> _TEXT EXCERPT_:
--- BEGIN ---

I have been doing pretty good with algebra lately, but I have stumbled upon a problem I can't seem to wrap myself around.

1) \(\displaystyle \dfrac{a}{b^3-1}-\dfrac{b}{a^3-1}=?,\) IF \(\displaystyle a+b=1\)

Another path:

\(\displaystyle \dfrac{a}{b^3-1}-\dfrac{b}{a^3-1}\)

\(\displaystyle = \ \dfrac{a}{(b-1)(b^2+b+1)}-\dfrac{b}{(a-1)(a^2+a+1)}\)

\(\displaystyle = \ \dfrac{-1}{b^2+b+1}-\dfrac{-1}{a^2+a+1}\)

\(\displaystyle = \ (-1)\left [\dfrac{a^2 - b^2 + a - b}{(b^2+b+1)(a^2+a+1)}\right ]\)

\(\displaystyle = \ \dfrac{2(b - a)}{(b^2+b+1)(a^2+a+1)}\)

expanding denominator

\(\displaystyle = \ \dfrac{2(b - a)}{a^2b^2+b^2 + a^2 + 2ab + a + b + 1}\)

\(\displaystyle = \ \dfrac{2(b - a)}{(a^2b^2+3)}\)


I don't see anymore useful reduction....

 

[Deleted member 4993]

Sure there is; this is "smaller":
2(a-b)/(a^2b^2+3)

But that is longer (1.25" vs. 1.5") - I measured with a vernier caliper.....

 

[mathwannabe]

But that is longer (1.25" vs. 1.5") - I measured with a vernier caliper.....

Lo ho hol

--- END ---

> _ENTRIES SHOWN_:
--- BEGIN ---

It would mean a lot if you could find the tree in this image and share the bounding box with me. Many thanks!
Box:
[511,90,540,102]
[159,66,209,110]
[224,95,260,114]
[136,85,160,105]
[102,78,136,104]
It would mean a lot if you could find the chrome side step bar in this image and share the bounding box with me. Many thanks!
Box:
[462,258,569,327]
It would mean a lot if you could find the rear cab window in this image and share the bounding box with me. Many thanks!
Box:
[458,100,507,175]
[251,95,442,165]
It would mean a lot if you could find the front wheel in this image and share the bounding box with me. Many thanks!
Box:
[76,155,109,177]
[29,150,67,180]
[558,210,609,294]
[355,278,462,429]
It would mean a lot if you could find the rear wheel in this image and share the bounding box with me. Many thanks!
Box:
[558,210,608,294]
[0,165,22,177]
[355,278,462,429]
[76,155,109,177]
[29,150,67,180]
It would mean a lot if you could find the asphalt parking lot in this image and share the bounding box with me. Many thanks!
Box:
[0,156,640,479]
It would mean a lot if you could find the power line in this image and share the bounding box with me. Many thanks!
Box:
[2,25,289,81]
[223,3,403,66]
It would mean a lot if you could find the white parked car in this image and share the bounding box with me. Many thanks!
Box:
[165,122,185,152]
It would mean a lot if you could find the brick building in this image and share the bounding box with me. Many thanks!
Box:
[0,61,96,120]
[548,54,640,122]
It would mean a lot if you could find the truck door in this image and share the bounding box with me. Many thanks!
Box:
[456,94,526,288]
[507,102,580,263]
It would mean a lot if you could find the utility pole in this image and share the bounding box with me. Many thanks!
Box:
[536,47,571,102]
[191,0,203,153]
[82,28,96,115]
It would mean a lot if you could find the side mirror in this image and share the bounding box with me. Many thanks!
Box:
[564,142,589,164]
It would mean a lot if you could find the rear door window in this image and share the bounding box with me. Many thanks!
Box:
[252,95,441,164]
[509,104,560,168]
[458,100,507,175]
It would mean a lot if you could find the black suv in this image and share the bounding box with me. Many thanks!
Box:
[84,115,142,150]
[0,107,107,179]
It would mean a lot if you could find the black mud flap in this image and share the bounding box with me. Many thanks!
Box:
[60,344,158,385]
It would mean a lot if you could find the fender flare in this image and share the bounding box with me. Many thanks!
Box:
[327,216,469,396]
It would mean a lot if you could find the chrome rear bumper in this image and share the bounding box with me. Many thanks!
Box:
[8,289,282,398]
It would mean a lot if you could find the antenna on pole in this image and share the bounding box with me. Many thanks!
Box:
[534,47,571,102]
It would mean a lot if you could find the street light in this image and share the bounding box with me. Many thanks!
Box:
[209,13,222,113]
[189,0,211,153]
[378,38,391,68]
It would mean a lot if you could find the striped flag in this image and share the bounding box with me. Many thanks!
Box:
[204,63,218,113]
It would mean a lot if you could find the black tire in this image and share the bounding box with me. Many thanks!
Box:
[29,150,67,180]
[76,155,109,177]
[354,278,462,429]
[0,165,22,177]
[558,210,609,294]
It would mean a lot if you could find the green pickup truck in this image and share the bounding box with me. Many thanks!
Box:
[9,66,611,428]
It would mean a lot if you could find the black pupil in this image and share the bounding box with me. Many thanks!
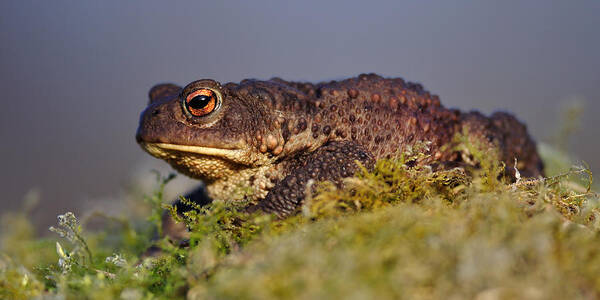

--- END ---

> _TO-DO LIST_:
- a) Print the part of the algebra thread starting with "expanding denominator" and going on through "anymore useful reduction....".
- b) Turn the lines of the listing, from its first line through the line with "[251,95,442,165]", into a numbered list, leaving out blank lines.
The algebra thread has no connection to the listing.

> _SOLUTIONS BY TASK_:
- a)
expanding denominator

\(\displaystyle = \ \dfrac{2(b - a)}{a^2b^2+b^2 + a^2 + 2ab + a + b + 1}\)

\(\displaystyle = \ \dfrac{2(b - a)}{(a^2b^2+3)}\)


I don't see anymore useful reduction....

- b)
1. It would mean a lot if you could find the tree in this image and share the bounding box with me. Many thanks!
2. Box:
3. [511,90,540,102]
4. [159,66,209,110]
5. [224,95,260,114]
6. [136,85,160,105]
7. [102,78,136,104]
8. It would mean a lot if you could find the chrome side step bar in this image and share the bounding box with me. Many thanks!
9. Box:
10. [462,258,569,327]
11. It would mean a lot if you could find the rear cab window in this image and share the bounding box with me. Many thanks!
12. Box:
13. [458,100,507,175]
14. [251,95,442,165]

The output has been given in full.